# What this task involves
Return every line of the listing below that contains the word "surface", matching its case exactly.
--- Recorded information ---
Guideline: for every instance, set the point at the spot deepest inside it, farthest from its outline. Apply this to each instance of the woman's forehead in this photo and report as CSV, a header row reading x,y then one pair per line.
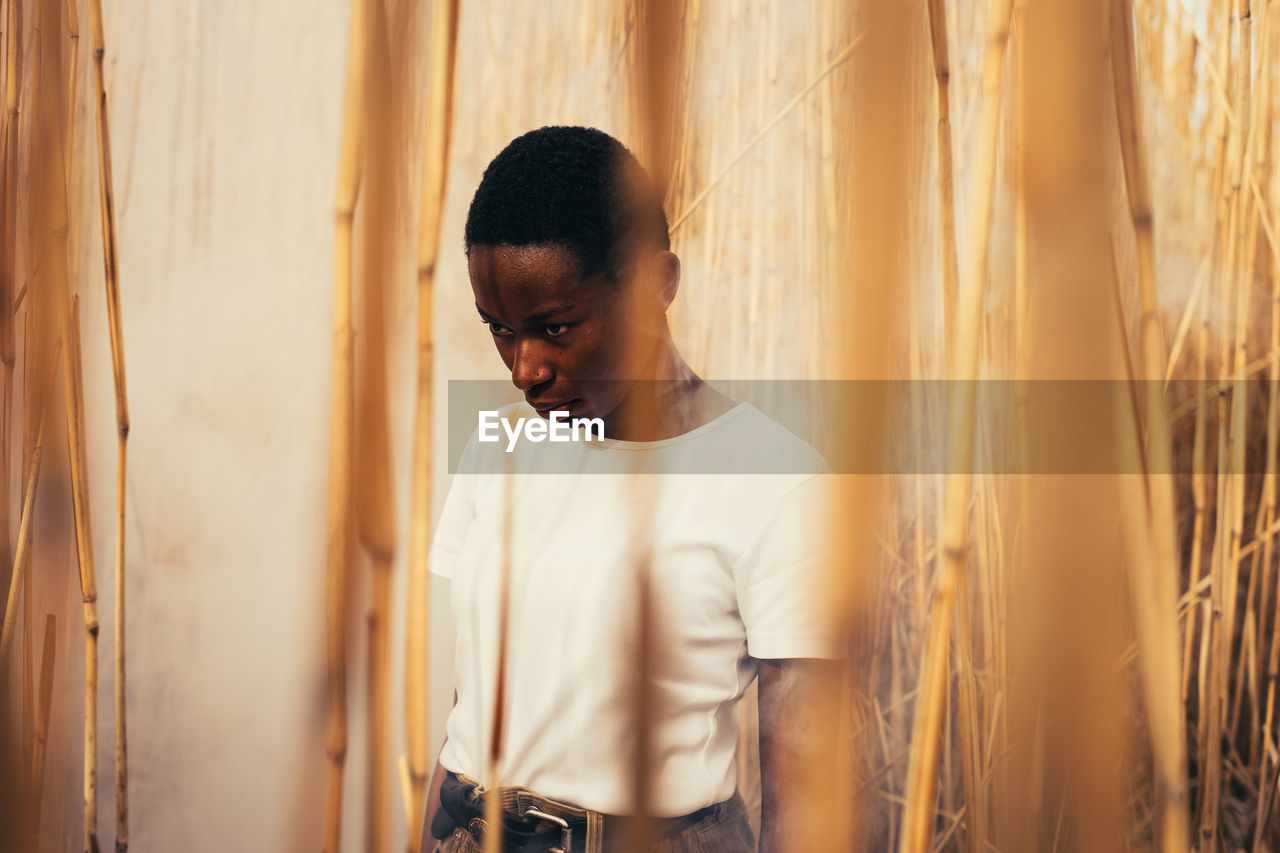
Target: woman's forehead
x,y
524,281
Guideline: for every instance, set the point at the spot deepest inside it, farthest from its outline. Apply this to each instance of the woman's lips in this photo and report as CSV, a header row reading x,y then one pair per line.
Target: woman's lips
x,y
547,409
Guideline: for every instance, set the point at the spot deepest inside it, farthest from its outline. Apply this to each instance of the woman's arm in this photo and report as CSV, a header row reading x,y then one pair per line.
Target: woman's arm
x,y
799,707
433,801
433,804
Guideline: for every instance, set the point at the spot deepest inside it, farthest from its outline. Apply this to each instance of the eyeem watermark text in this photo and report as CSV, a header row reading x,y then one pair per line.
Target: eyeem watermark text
x,y
556,428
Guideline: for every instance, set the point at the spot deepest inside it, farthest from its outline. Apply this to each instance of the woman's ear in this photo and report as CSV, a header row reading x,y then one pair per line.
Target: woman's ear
x,y
664,277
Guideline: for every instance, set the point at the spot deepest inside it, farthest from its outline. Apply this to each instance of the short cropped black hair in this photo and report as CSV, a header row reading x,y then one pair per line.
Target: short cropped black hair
x,y
571,186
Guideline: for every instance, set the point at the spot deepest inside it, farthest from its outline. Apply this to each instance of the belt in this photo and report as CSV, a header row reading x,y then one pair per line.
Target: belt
x,y
534,824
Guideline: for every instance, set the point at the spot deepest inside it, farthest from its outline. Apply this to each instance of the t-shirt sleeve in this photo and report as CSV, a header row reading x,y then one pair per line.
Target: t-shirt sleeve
x,y
457,515
780,578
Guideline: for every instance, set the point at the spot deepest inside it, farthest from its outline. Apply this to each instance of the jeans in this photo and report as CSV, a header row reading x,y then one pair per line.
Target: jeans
x,y
723,830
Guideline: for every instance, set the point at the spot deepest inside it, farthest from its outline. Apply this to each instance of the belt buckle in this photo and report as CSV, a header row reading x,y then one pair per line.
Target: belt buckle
x,y
566,833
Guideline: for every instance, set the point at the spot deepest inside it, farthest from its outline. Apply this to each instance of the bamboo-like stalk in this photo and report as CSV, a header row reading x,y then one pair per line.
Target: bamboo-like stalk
x,y
434,177
10,611
106,194
1155,579
8,255
374,493
1198,497
48,660
341,423
946,178
74,392
922,776
493,810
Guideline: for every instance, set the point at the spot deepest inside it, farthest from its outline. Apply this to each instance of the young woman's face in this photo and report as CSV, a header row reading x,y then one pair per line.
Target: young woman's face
x,y
571,343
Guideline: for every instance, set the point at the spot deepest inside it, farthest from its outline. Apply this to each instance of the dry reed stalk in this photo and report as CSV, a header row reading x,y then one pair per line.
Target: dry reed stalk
x,y
374,497
946,178
656,58
8,252
434,174
106,194
1156,576
1255,167
1198,497
964,350
493,810
976,799
1230,495
10,611
1064,690
341,422
74,393
48,660
1266,748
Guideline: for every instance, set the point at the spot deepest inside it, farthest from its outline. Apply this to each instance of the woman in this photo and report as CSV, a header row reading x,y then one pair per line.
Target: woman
x,y
570,264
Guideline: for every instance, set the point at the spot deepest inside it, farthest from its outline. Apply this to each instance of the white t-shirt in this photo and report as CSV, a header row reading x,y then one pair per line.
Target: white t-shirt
x,y
735,566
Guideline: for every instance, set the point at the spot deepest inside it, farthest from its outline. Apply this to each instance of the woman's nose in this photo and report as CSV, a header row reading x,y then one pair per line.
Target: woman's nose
x,y
529,366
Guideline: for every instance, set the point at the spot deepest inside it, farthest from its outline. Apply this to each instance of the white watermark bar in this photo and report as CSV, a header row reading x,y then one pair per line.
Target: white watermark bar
x,y
556,428
868,427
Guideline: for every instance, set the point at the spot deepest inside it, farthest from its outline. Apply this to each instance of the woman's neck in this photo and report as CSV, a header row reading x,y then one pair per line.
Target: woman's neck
x,y
671,401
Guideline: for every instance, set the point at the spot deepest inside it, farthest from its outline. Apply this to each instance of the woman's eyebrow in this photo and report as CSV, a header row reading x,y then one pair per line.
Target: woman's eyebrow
x,y
534,319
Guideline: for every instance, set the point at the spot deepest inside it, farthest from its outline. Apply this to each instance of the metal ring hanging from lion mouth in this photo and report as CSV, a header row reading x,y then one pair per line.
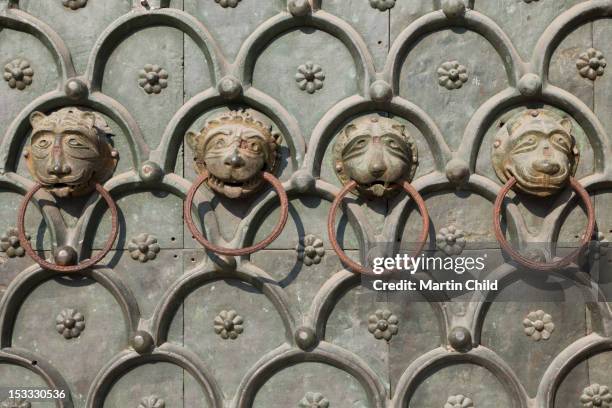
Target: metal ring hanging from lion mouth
x,y
331,222
71,268
536,265
284,207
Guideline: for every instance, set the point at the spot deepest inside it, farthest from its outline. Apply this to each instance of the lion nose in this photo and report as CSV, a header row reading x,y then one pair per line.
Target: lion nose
x,y
377,168
546,167
234,160
60,170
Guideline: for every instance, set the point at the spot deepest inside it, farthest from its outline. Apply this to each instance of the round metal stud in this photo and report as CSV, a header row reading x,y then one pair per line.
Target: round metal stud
x,y
460,339
65,256
142,342
303,181
229,87
76,89
453,8
530,85
305,338
457,171
299,8
380,91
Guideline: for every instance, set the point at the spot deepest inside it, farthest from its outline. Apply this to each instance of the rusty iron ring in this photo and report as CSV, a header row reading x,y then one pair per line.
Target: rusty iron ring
x,y
331,222
284,206
529,263
73,268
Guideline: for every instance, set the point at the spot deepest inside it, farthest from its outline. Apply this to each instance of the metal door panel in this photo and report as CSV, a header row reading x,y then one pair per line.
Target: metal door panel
x,y
161,323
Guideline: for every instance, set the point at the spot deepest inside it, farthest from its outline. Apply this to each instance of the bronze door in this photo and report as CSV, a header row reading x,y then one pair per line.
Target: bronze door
x,y
111,110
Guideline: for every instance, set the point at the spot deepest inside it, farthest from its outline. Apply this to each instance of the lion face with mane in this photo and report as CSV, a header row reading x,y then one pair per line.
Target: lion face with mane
x,y
376,152
234,147
70,151
538,149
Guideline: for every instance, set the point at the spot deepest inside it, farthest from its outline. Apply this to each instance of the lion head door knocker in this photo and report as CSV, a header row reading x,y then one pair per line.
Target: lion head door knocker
x,y
70,154
535,153
373,156
235,153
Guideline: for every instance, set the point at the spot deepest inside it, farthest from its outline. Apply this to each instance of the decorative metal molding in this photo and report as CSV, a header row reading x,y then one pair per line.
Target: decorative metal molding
x,y
143,247
233,148
383,324
9,243
310,250
310,77
459,401
450,240
452,75
596,395
382,5
376,152
228,3
152,79
538,148
18,74
84,157
74,4
15,403
228,324
70,323
538,325
152,401
591,64
598,245
313,400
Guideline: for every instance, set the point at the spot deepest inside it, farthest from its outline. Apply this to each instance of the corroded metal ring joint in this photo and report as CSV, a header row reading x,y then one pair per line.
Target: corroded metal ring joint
x,y
536,265
284,207
69,268
331,222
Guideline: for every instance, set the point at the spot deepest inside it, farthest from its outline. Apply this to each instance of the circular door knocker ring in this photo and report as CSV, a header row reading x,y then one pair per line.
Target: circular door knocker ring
x,y
331,222
284,207
535,265
68,268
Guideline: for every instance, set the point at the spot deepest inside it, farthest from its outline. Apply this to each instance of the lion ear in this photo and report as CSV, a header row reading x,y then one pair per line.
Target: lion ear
x,y
400,128
191,139
567,124
89,118
36,118
349,130
511,126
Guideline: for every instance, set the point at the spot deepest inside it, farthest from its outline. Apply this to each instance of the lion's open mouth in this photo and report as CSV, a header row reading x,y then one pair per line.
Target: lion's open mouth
x,y
378,187
232,188
538,182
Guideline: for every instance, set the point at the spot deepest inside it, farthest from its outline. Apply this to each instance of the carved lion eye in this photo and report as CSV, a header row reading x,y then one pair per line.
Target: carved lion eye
x,y
72,142
43,143
393,144
561,141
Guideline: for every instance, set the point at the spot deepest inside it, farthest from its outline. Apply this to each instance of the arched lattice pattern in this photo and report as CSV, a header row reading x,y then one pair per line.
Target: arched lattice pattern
x,y
151,299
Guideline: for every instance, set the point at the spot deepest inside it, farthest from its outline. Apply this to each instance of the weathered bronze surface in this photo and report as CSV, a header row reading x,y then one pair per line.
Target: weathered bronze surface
x,y
70,151
234,148
376,152
538,149
150,337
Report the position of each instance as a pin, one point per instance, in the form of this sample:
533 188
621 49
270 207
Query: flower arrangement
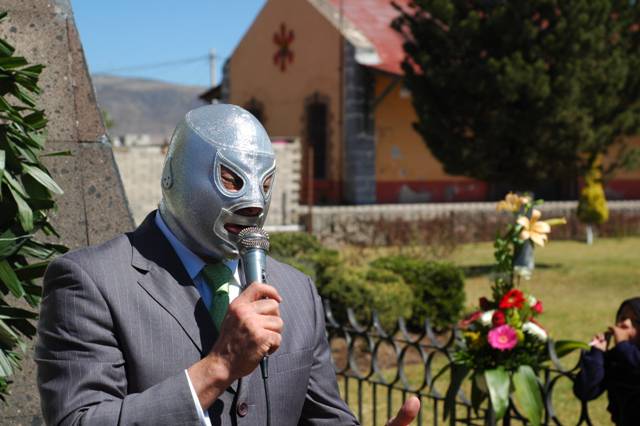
502 344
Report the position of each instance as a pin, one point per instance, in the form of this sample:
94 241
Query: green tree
519 92
26 195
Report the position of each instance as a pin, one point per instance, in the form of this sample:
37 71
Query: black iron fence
378 369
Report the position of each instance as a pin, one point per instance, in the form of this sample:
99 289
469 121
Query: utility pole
212 66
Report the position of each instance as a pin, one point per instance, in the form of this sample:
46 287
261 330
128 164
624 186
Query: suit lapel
164 278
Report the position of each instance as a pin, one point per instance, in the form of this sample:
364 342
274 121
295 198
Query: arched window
317 133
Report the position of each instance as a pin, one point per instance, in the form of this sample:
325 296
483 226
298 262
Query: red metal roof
373 18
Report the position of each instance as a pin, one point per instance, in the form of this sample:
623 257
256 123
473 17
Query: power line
157 65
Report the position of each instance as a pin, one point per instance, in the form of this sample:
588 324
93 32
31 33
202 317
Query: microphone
253 245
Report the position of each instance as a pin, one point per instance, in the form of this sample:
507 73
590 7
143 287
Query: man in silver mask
217 179
133 331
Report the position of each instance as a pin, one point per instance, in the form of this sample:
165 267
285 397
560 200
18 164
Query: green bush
26 197
304 252
592 206
438 288
365 290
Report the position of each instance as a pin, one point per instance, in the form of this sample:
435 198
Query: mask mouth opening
242 218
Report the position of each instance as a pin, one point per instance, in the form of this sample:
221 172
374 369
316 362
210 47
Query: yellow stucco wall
401 154
315 68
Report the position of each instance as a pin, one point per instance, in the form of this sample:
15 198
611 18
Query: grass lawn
580 286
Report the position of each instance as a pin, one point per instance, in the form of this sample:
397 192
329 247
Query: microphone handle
254 263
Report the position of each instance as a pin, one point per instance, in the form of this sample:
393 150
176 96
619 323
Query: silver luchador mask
216 179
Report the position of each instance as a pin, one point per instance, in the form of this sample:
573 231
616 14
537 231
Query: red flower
513 299
537 308
471 318
484 303
498 319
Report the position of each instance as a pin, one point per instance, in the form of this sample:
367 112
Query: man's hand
599 342
623 331
251 330
407 413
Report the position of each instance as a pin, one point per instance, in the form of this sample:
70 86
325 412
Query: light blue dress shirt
193 265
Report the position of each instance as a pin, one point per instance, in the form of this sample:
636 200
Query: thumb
407 413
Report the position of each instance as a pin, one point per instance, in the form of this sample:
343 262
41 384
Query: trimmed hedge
438 288
306 253
365 290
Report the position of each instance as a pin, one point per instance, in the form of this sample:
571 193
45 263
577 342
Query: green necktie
217 276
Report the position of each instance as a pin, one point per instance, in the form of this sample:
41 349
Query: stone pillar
93 207
358 135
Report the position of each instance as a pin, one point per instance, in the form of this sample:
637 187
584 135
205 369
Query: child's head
629 315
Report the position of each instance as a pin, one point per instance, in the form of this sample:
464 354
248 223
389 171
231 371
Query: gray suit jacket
120 322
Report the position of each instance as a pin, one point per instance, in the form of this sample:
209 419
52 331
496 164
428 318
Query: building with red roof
329 72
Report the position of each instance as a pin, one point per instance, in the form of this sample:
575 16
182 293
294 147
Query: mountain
144 106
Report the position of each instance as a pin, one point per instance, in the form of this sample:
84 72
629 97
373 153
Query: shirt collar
191 261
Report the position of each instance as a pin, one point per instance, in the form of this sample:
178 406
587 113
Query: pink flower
485 305
537 308
498 319
503 338
470 319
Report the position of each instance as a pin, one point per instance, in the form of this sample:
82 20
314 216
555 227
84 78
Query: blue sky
119 34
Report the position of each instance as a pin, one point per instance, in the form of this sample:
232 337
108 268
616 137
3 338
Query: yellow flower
512 203
534 229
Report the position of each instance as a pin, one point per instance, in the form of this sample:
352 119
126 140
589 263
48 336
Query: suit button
242 409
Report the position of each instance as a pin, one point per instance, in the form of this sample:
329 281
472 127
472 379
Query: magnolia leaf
458 374
10 279
42 177
565 347
498 382
5 365
527 394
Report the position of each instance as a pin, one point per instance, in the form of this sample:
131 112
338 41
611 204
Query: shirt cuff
202 415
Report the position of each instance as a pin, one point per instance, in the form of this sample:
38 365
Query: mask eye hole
230 180
266 183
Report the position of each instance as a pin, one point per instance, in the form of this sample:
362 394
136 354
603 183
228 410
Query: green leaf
458 374
42 177
6 368
31 271
5 48
11 280
498 382
565 347
527 394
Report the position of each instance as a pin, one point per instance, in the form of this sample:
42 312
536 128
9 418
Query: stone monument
93 207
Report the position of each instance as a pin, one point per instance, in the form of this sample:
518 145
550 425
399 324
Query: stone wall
93 207
447 223
358 132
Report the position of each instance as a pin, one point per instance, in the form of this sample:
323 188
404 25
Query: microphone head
253 238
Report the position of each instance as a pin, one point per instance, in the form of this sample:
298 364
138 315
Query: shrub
592 206
438 288
26 196
366 290
304 252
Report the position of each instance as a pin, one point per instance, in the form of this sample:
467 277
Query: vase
524 262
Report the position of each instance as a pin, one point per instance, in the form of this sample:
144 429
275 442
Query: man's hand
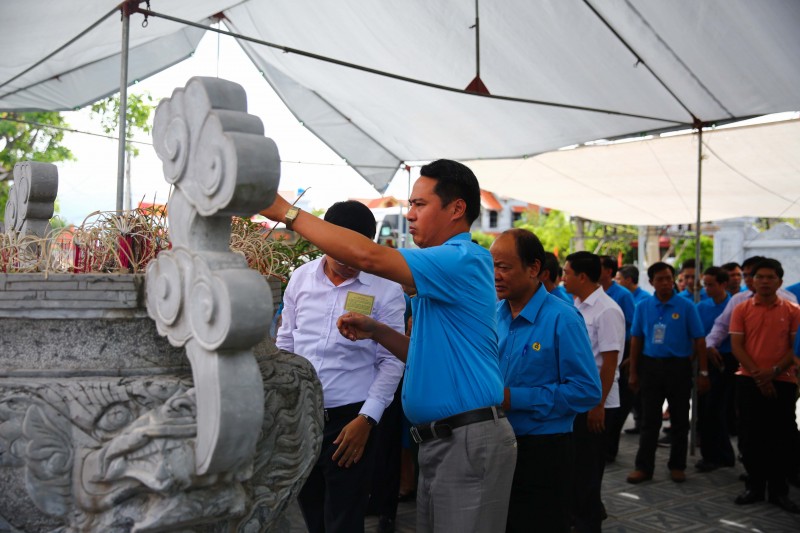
---
# Written solution
Guideline: for every instance, set the point at the spot deepest inside it, farthest from its outline. Apply this to each instance of the weathered bronze surface in this photo and report as CSV, a header row reading x,y then one pair per line.
Target: weathered bronze surface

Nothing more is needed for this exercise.